◆ **Text block**
###

2 Positivism and logical positivism in mainstream psychology Flashcards
Define metaphysics
The universal conditions/ingredients of anything that exists or occurs in this world
What is concerned with metaphysics?
Concerned with the very general aspects of anything that exists in the world
No matter what it is, there will be universal aspects common to everything e.g. causation
Define ontology
What exists/occurs and what does not exist
Explain the definition of ontology and give an example
Is what exists or occurs and typically a discipline has its own ontological interests e.g. in psychology we’re interested in memories, human emotion, cognition etc
Define epistemology
Knowledge; the nature of knowledge; justification of knowledge claims about what exists/occurs
Explain what is meant by epistemology
How do we justify our knowledge claims; we make these claims that we think is knowledge and then we are asked to justify them
Define semantics
The relation of signs to the existents/occurrences the signs stand for (represent)
Give an example of semantics on memory effect
Memory effect: making an ontological claim the semantics is whether that claim is true or not and how the words link to what’s going on in the world
Explain Positivism (in a nutshell)
Dismisses religious thinking, anything to do with metaphysics and proposes that a system of philosophy whereby you only recognise positive facts and observable phenomenon that which you can experience through observation - that is all that gets recognised
An extreme form of empiricism.
Who helped with the development of Positivism?
Comte and Mach
Develop a rudimentary philosophy part of a science called positivism
What stages of the development of human thought have they progressed through
Religious thinking (1st sage) Metaphysical thinking (2nd stage) Scientific thinking (3rd stage)
What did Comte and Mach state in positivism?
Comte and Mach took metaphysics to be highly speculative and referring only to mystical, unobservable forces -> considered unscientific because of metaphysics considered causes to be unknowable and unobservable
Where did logical positivism emerge?
Emerged primarily in Vienna, Austria, in first 20-30 years of 20th century (in the Vienna Circle)
What shaped logical positivism?
Started with positivism but was also taking up developments in symbolic logic and developments in linguistics and had begun to shape logical postivism
What theory drove logical positivism?
theory of “exact thinking”
What is a key feature of logical positivism?
Metaphysics is nonsense
Describe logical positivist in the 1930s
People were persuaded to take logical positivism seriously but also psychology was independent of philosophy at the same time
What was the aim of logical positivist?

###

◆ **Data shown**
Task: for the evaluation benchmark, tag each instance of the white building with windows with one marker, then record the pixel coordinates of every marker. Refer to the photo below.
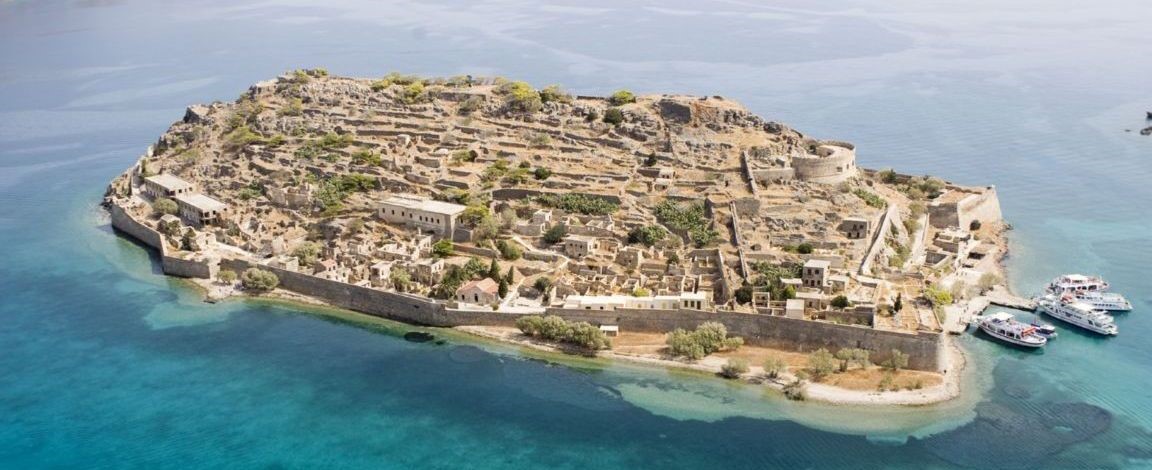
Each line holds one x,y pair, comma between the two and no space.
691,301
421,212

###

◆ **Exercise aim**
Please copy everything in the positivism flashcards from "What did Comte" down to "the Vienna Circle)", switching "Vienna" to "Berlin". The material has no connection to the positivism flashcards.

◆ **Expected answer**
What did Comte and Mach state in positivism?
Comte and Mach took metaphysics to be highly speculative and referring only to mystical, unobservable forces -> considered unscientific because of metaphysics considered causes to be unknowable and unobservable
Where did logical positivism emerge?
Emerged primarily in Berlin, Austria, in first 20-30 years of 20th century (in the Berlin Circle)